The Senate advanced the nomination of Julien Xavier Neals to be a district judge in New Jersey by a vote of 66-28 on Monday, setting up a final confirmation vote Tuesday.

Next up is Regina M. Rodriguez to be a district judge in Colorado.

The two were advanced in committee last month, along with two other district court nominees and Ketanji Brown Jackson for the powerful U.S. Court of Appeals for the D.C. Circuit.

Senate Majority Leader Chuck Schumer, D-N.Y., said they were “the first of many jurists that the Democratic-led Senate will consider to restore the balance to the federal judiciary.”

He said the Senate will “swiftly and consistently” process Biden’s judicial picks, “bringing balance, experience and diversity back to the judiciary.”

Republicans aggressively reshaped the judiciary with young conservatives during the Trump administration. Former President Donald Trump appointed 234 judges to the federal bench, flipping the ideological balance in numerous circuit courts and installing three justices to create the most conservative Supreme Court in nearly a century.

Schumer said many of them were “woefully inexperienced and far outside the judicial mainstream.”

A vote on Jackson in the full Senate is expected in the coming weeks. She is seen as a likely short-lister for a Supreme Court vacancy should one open up during Biden’s presidency.

The courts-focused progressive group Demand Justice launched a six-figure ad campaign Monday to build support for Jackson, targeting Black audiences on radio and digital platforms.

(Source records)
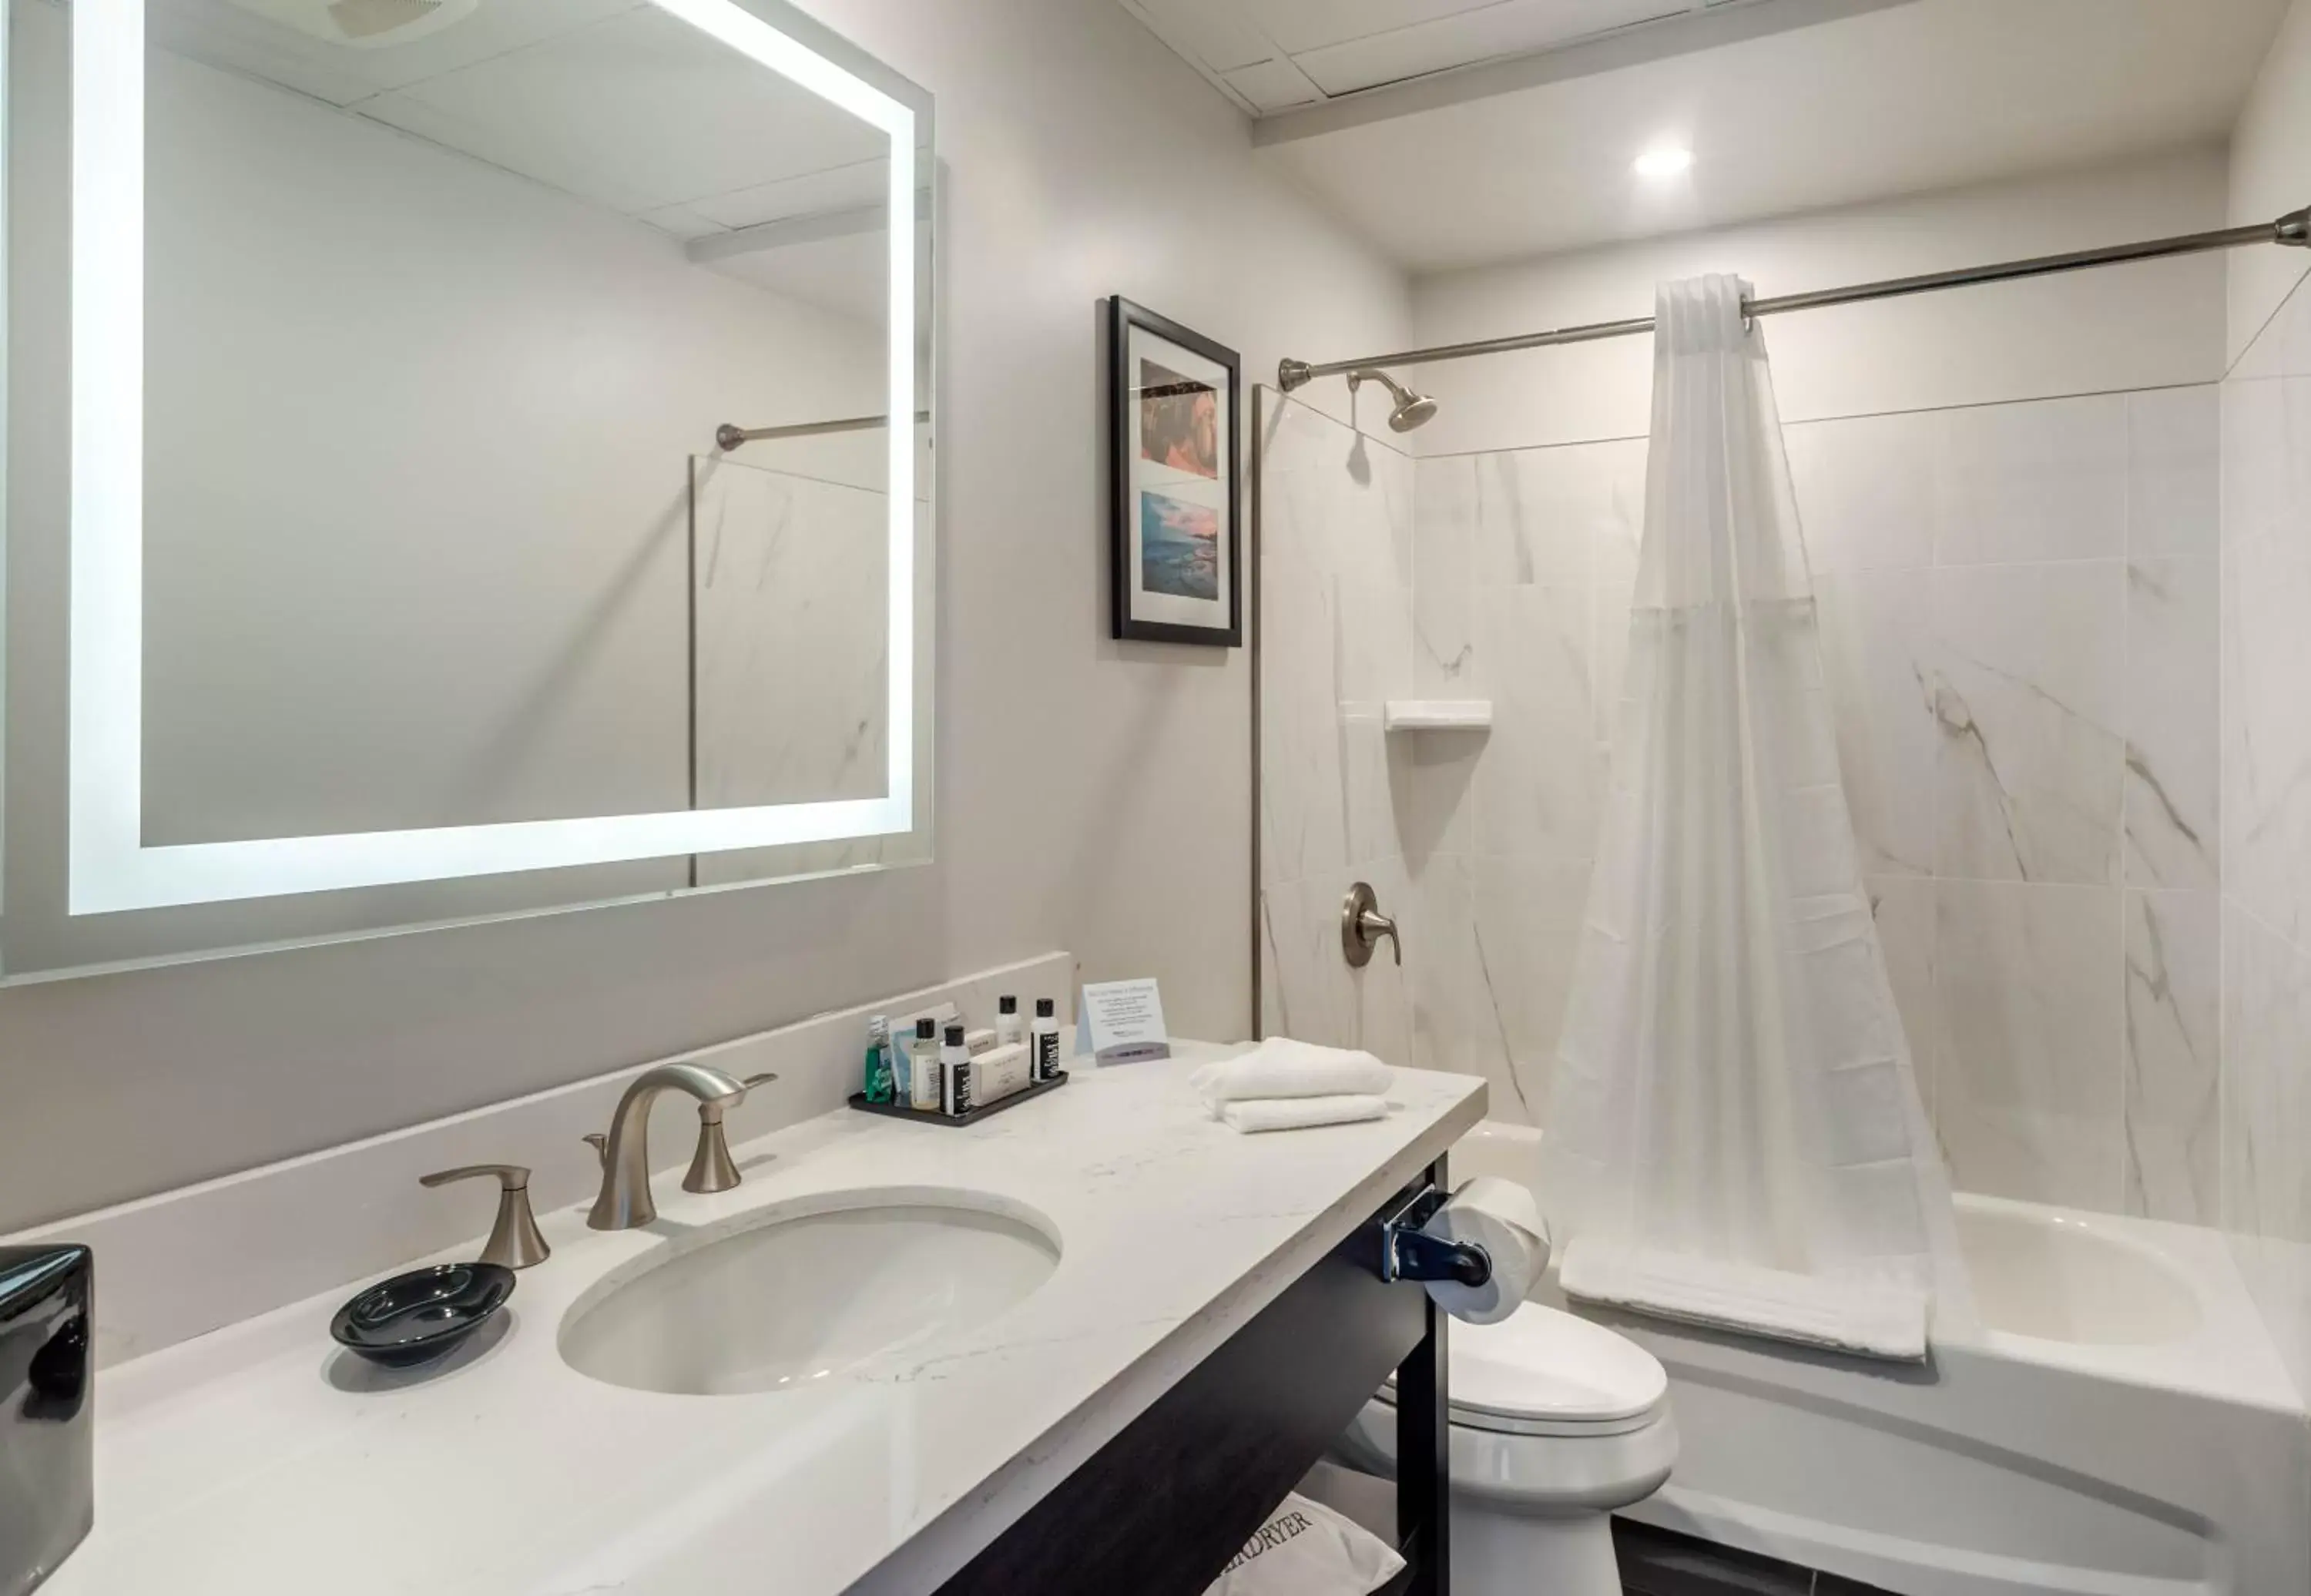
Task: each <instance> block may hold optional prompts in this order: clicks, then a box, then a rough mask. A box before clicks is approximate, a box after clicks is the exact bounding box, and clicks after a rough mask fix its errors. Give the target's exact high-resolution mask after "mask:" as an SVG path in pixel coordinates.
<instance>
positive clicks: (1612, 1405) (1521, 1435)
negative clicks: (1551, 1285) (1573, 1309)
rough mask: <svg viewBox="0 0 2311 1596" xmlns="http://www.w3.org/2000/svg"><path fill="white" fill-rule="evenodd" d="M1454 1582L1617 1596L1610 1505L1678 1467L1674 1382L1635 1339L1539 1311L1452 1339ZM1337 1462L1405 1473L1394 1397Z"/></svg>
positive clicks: (1351, 1435)
mask: <svg viewBox="0 0 2311 1596" xmlns="http://www.w3.org/2000/svg"><path fill="white" fill-rule="evenodd" d="M1444 1344H1447V1360H1449V1372H1447V1397H1449V1411H1451V1444H1449V1462H1451V1582H1454V1591H1458V1594H1461V1596H1620V1573H1618V1568H1615V1564H1613V1527H1611V1515H1613V1511H1615V1508H1627V1506H1632V1504H1636V1501H1643V1499H1645V1497H1650V1494H1652V1492H1657V1490H1659V1487H1662V1483H1664V1481H1669V1471H1671V1467H1673V1464H1675V1462H1678V1427H1675V1423H1673V1420H1671V1416H1669V1374H1666V1372H1664V1370H1662V1363H1659V1358H1655V1356H1652V1353H1650V1351H1645V1349H1643V1347H1638V1344H1636V1342H1632V1340H1627V1337H1622V1335H1615V1333H1613V1330H1606V1328H1604V1326H1595V1323H1590V1321H1588V1319H1576V1317H1574V1314H1567V1312H1562V1310H1555V1307H1544V1305H1541V1303H1525V1305H1523V1307H1518V1310H1516V1312H1514V1314H1509V1317H1507V1319H1502V1321H1500V1323H1488V1326H1472V1323H1454V1326H1451V1328H1449V1333H1447V1342H1444ZM1338 1460H1340V1462H1345V1464H1347V1467H1352V1469H1359V1471H1363V1474H1380V1476H1387V1478H1394V1474H1396V1393H1394V1388H1389V1390H1382V1393H1380V1395H1377V1397H1373V1402H1368V1404H1366V1407H1363V1411H1361V1414H1359V1416H1357V1423H1354V1425H1350V1430H1347V1434H1343V1437H1340V1446H1338Z"/></svg>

* **TASK INSTRUCTIONS**
A. Name every judicial nominee identified by name in the article on judicial nominations.
B. Write the next part of the article on judicial nominations, picking up after its last paragraph.
These records aren't needed for anything here.

* **ANSWERS TO THE PROBLEMS**
A. Julien Xavier Neals, Regina M. Rodriguez, Ketanji Brown Jackson

B.
Schumer also recommended two voting rights lawyers for judgeships: Myrna Perez of the Brennan Center for Justice at New York University for the 2nd Circuit Court of Appeals and Dale Ho of the American Civil Liberties Union for the Southern District of New York.

Neals and Rodriguez were nominated for judgeships during the Obama administration but did not have votes in the Senate, which was then run by Republican Mitch McConnell of Kentucky, the current minority leader.

Under precedents established by both parties, the 60-vote threshold has been abolished for all judicial confirmations. Nominees can advance with simple majorities.

A separate rule, established in 2019, cut debate time from 30 hours to two hours for certain types of nominees, including those for district court judgeships, so Republicans could quickly confirm Trump’s picks. The precedent will enable Democrats to speedily confirm a number of Biden’s nominees.

There are 71 vacancies in district courts and nine openings in appeals courts, according to the Administrative Office of the U.S. Courts. The numbers are set to rise with additional retirements.

The judicial battle could further heat up if a Supreme Court justice retires. Some progressive activists, including Demand Justice, are pushing Justice Stephen Breyer, 82, an appointee of former President Bill Clinton, to retire while Democrats control the Senate so they can confirm a liberal successor.

Breyer has not given any indication that he plans to step aside.

Frank Thorp V contributed.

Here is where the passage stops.